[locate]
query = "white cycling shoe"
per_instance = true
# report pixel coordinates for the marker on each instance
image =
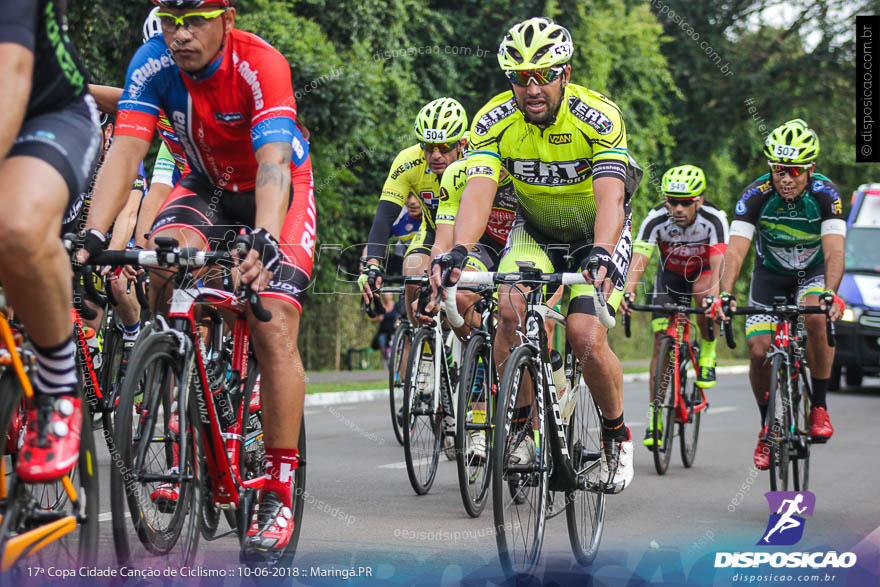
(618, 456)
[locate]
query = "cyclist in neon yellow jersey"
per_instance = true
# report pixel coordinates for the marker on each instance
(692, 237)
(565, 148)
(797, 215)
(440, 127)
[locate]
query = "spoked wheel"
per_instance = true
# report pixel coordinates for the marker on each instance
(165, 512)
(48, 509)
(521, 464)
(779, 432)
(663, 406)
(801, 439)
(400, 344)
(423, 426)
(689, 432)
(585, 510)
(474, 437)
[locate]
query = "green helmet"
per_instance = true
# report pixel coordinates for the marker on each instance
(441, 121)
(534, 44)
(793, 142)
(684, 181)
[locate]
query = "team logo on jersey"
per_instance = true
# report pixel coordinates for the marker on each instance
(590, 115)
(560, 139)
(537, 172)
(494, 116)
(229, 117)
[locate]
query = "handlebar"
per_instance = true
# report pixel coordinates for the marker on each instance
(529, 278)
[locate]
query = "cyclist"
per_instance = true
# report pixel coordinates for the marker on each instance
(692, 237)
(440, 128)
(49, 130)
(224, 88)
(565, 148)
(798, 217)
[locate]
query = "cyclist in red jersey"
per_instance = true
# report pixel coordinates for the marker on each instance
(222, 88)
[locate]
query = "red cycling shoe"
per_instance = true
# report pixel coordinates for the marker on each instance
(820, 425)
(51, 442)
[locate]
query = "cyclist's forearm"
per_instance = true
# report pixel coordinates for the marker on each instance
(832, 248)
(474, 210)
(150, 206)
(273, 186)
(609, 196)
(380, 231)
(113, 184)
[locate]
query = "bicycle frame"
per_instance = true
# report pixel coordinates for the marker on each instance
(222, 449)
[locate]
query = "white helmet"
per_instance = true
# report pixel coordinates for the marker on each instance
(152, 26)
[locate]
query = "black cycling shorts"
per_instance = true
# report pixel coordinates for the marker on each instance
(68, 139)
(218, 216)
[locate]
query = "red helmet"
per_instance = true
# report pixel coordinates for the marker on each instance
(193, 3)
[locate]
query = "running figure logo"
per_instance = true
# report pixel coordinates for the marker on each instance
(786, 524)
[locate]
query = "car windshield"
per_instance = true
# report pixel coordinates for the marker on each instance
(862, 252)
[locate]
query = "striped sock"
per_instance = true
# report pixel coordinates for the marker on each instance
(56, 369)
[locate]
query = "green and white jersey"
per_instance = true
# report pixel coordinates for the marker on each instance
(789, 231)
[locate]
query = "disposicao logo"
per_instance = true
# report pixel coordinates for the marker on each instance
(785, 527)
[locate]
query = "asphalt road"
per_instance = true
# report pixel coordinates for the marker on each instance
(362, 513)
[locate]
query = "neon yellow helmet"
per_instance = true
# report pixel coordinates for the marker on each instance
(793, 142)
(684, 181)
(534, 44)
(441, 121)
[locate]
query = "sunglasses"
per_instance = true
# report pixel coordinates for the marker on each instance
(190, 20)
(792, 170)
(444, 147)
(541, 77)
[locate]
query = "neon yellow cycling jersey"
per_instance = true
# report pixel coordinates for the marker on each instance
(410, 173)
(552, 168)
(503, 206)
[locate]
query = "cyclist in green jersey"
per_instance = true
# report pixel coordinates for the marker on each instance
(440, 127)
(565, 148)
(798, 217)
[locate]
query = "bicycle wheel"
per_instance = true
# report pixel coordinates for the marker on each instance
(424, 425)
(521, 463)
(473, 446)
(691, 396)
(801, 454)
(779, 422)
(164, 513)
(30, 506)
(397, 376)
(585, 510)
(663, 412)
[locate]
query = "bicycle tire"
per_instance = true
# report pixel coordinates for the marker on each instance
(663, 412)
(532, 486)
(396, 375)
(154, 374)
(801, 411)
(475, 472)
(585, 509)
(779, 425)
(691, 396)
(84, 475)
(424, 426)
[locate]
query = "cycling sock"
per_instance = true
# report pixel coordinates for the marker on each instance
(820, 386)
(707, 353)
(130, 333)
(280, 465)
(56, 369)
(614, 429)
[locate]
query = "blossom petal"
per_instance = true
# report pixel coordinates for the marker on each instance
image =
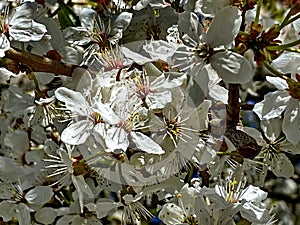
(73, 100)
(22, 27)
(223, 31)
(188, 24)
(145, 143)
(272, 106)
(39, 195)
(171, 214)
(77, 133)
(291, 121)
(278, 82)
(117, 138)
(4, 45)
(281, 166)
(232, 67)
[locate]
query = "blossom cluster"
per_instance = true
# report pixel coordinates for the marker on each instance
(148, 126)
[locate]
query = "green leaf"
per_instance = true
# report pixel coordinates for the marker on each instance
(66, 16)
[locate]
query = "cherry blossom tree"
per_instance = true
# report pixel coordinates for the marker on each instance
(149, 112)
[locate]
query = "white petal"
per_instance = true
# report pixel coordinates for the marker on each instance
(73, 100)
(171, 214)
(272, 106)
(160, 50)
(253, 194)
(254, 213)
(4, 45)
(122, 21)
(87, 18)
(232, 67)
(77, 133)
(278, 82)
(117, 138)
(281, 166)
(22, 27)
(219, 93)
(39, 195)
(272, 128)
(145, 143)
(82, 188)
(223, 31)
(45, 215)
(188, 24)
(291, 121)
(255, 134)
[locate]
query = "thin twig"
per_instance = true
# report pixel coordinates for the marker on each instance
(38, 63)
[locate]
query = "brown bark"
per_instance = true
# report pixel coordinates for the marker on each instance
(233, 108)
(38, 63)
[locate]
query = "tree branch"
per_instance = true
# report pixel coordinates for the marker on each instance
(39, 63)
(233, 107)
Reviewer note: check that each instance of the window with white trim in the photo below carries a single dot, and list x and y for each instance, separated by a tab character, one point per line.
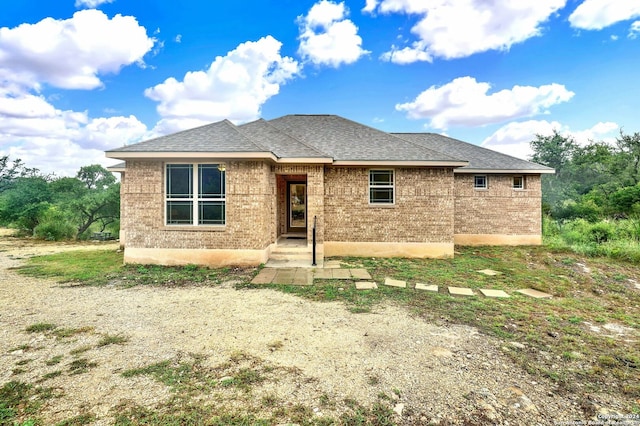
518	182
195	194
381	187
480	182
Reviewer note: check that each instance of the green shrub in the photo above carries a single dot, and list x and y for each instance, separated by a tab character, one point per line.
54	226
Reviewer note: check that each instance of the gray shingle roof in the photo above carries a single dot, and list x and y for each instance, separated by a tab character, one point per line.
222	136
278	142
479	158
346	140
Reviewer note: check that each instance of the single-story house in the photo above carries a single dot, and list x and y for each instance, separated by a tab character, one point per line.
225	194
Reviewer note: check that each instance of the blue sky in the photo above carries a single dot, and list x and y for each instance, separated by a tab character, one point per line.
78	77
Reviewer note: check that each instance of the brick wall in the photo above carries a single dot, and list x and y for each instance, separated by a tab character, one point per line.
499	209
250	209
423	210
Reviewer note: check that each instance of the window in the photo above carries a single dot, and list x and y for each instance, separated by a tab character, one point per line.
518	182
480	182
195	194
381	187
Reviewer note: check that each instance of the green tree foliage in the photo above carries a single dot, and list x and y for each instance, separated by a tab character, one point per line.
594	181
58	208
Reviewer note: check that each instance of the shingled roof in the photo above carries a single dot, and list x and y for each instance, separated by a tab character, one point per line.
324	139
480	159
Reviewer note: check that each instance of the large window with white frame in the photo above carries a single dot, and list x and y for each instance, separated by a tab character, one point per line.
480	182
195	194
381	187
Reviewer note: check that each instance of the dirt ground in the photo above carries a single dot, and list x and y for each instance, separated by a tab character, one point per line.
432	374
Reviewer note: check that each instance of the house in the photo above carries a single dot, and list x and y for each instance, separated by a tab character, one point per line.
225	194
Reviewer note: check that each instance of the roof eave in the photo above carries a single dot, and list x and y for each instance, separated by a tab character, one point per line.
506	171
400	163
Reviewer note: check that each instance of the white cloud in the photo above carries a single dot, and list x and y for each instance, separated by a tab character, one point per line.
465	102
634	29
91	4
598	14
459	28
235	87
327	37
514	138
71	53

Task requirements: Reproduce the records in full and leave the images behind.

Output for this exercise:
[locate]
query = "white cycling shoe"
per_instance = true
# report pixel coordinates for the marker on each instance
image =
(618, 456)
[locate]
query = "cyclist in neon yellow jersey"
per_instance = true
# report pixel coordinates for the marker on each instance
(692, 237)
(565, 148)
(797, 215)
(440, 127)
[locate]
query = "spoked wheel"
per_instance = true
# report pixel coordinates for the marker on each instance
(165, 512)
(48, 509)
(521, 464)
(779, 432)
(663, 406)
(801, 439)
(400, 344)
(423, 426)
(689, 432)
(585, 510)
(474, 437)
[locate]
query = "green helmet"
per_instance = true
# report pixel coordinates for the marker on each instance
(441, 121)
(534, 44)
(793, 142)
(684, 181)
[locate]
query = "team logo on jersey"
per_instance = true
# report pixel coordinates for the marker on each instance
(590, 115)
(560, 139)
(537, 172)
(494, 116)
(229, 117)
[locate]
query = "handlebar"
per_instance = true
# report pixel coordinates for the marker on each instance
(529, 278)
[locate]
query = "cyclist"
per_instance = true
# report pixel coordinates for the marker on each instance
(692, 237)
(440, 128)
(49, 130)
(224, 88)
(565, 148)
(798, 217)
[locate]
query = "cyclist in red jersey"
per_instance = true
# report pixel coordinates for the marker on each instance
(222, 88)
[locate]
query = "red cycling shoe"
per_instance = true
# report pixel coordinates for the marker on each instance
(820, 425)
(51, 442)
[locate]
query = "cyclist's forearm"
per_instance = true
# report pixel coordinates for the marker on each instance
(832, 248)
(474, 210)
(150, 206)
(273, 186)
(609, 196)
(380, 231)
(113, 184)
[locate]
query = "bicycle frame"
per_instance = true
# report pixel coordinates for the marker on each instance
(222, 449)
[locate]
query = "white helmet"
per_instance = true
# report pixel coordinates for the marker on each instance
(152, 26)
[locate]
query = "black cycling shorts"
per_instance = true
# report pixel coordinates for the marker on each instance
(68, 139)
(218, 216)
[locate]
query = "red helmet"
per_instance = true
# report pixel coordinates for the marker on each instance
(193, 3)
[locate]
query = "running figure logo"
per_instance = true
# report pixel coordinates for the marker on each instance
(786, 524)
[locate]
query = "car windshield"
per_instance = true
# report pixel coordinates for the marker on each instance
(862, 252)
[locate]
query = "striped sock"
per_instance = true
# report pixel coordinates for the marker on each instance
(56, 369)
[locate]
query = "green and white jersey"
per_instance = true
# report pixel coordinates for the marker on each instance
(789, 231)
[locate]
query = "disposicao logo"
per_instance = true
# report pixel coordinates for the marker on each instance
(785, 527)
[locate]
query = "asphalt road"
per_instance = true
# report pixel coordinates for the marker on each instance
(362, 513)
[locate]
query = "neon yellow helmet"
per_instance = true
# report pixel coordinates for the marker on each instance
(793, 142)
(684, 181)
(534, 44)
(441, 121)
[locate]
query = "sunglasses"
per_instance = true
# report pixel coordinates for the marker on each instance
(190, 20)
(792, 170)
(444, 147)
(541, 77)
[locate]
query = "neon yellow cycling jersey"
per_instance = true
# report pixel coordinates for the marker on each instance
(410, 173)
(552, 168)
(503, 206)
[locate]
query = "cyclist in green jersey"
per_instance = true
# report pixel coordinates for the marker on each instance
(440, 127)
(565, 148)
(798, 217)
[locate]
query = "bicycle wheel"
per_instance = true
# report pixel coordinates for the marker on each instance
(424, 425)
(521, 463)
(473, 446)
(691, 396)
(801, 454)
(779, 422)
(164, 513)
(30, 506)
(397, 376)
(585, 510)
(663, 412)
[locate]
query = "bicycle tire"
per_instance = true
# report pixel coordinates for the marker on each instance
(663, 412)
(532, 486)
(396, 375)
(154, 374)
(801, 411)
(475, 472)
(585, 509)
(779, 425)
(691, 396)
(84, 475)
(424, 426)
[locate]
query = "cycling sock"
per_instance = true
# report pixel coordinates for the marker on each instance
(820, 386)
(707, 353)
(130, 333)
(280, 465)
(56, 369)
(614, 429)
[locate]
query = "blossom petal"
per_instance = true
# report pixel coordinates for the marker on each instance
image =
(73, 100)
(22, 27)
(223, 31)
(188, 24)
(145, 143)
(272, 106)
(39, 195)
(171, 214)
(77, 133)
(291, 121)
(278, 82)
(117, 138)
(4, 45)
(281, 166)
(232, 67)
[locate]
query = "blossom cluster"
per_instance = true
# report pixel coordinates for the marker on each instance
(148, 126)
[locate]
query = "green leaf"
per_instance = true
# report pixel coordinates for the marker on each instance
(66, 16)
[locate]
query = "cherry blossom tree"
per_instance = true
# report pixel coordinates for the marker on each instance
(149, 112)
[locate]
query = "white petal"
per_instance = true
# report pixel coordinates for the marker on each instance
(73, 100)
(171, 214)
(272, 106)
(160, 50)
(253, 194)
(254, 213)
(4, 45)
(122, 21)
(87, 18)
(232, 67)
(77, 133)
(278, 82)
(117, 138)
(281, 166)
(22, 27)
(219, 93)
(39, 195)
(272, 128)
(145, 143)
(82, 188)
(223, 31)
(45, 215)
(188, 24)
(291, 121)
(255, 134)
[locate]
query = "thin twig"
per_instance = true
# report pixel coordinates for the marker on each instance
(38, 63)
[locate]
query = "brown bark"
per_instance = true
# report pixel coordinates for the marker on each instance
(233, 108)
(38, 63)
[locate]
query = "tree branch"
per_instance = true
# report pixel coordinates for the marker on each instance
(39, 63)
(233, 107)
Reviewer note: check that each instance of the window with white trim in the photo below carries a single dot, and list x and y for each instance, separated by a tab character, one point per line.
518	182
195	194
381	187
480	182
Reviewer note: check that each instance of the green shrub in the photo above carries a single dot, and list x and y for each instance, separated by a tab character, one point per line.
54	226
Reviewer note: check that each instance of the gray shingle roof in the photo above carries a single dot, and list x and y for each instance, separated by a tab character, one point per line.
222	136
278	142
479	158
346	140
Reviewer note: check that each instance of the single-story house in the photo above carries a single dot, and list x and y for each instance, separated by a tab character, one point per line.
225	194
Reviewer note: check that each instance of the blue sky in the photo above carries a single dot, and list x and y for each instance, separated by a tab character, one point per line.
78	77
Reviewer note: check that each instance of the brick wall in the photo above carries a single dot, and list x and y for each instance, separated by a tab character, one point per line.
499	209
250	209
423	210
Reviewer note: check that each instance of the window in the photo above carries a single dot, and list x and y for each instance, separated by a tab character, one point per line.
518	182
480	182
195	194
381	187
Reviewer note: check that each instance of the green tree foliage in the photo above carries a single dot, and list x and y for each instance, separated by a tab character, one point per line.
594	181
58	208
Reviewer note: check that each instance of the shingled roof in the photo above carries a single dot, and list x and y for each instance, separated by a tab character, one point per line.
324	139
480	159
Reviewer note: check that each instance of the large window with white frame in the photo above carries a single dot, and list x and y for each instance, separated by a tab character, one point per line.
480	182
195	194
381	187
Reviewer note: check that each instance of the dirt ground in the photo above carries a single dot, and list x and y for each instance, separated by a tab character, one point per line.
432	374
Reviewer note: check that each instance of the house in the photo above carries a single dot, and list x and y for each instance, separated by a tab character, one point per line.
225	194
Reviewer note: check that each instance of the roof eave in the photo above carries a single dot, and list x and y for each instance, separated by a tab character, one point per line.
506	171
400	163
Reviewer note: check that each instance of the white cloud in the photo above carries a single dot, and list x and y for each instance, separated by a tab character, one point per line.
465	102
634	29
91	4
598	14
459	28
235	87
327	37
514	138
71	53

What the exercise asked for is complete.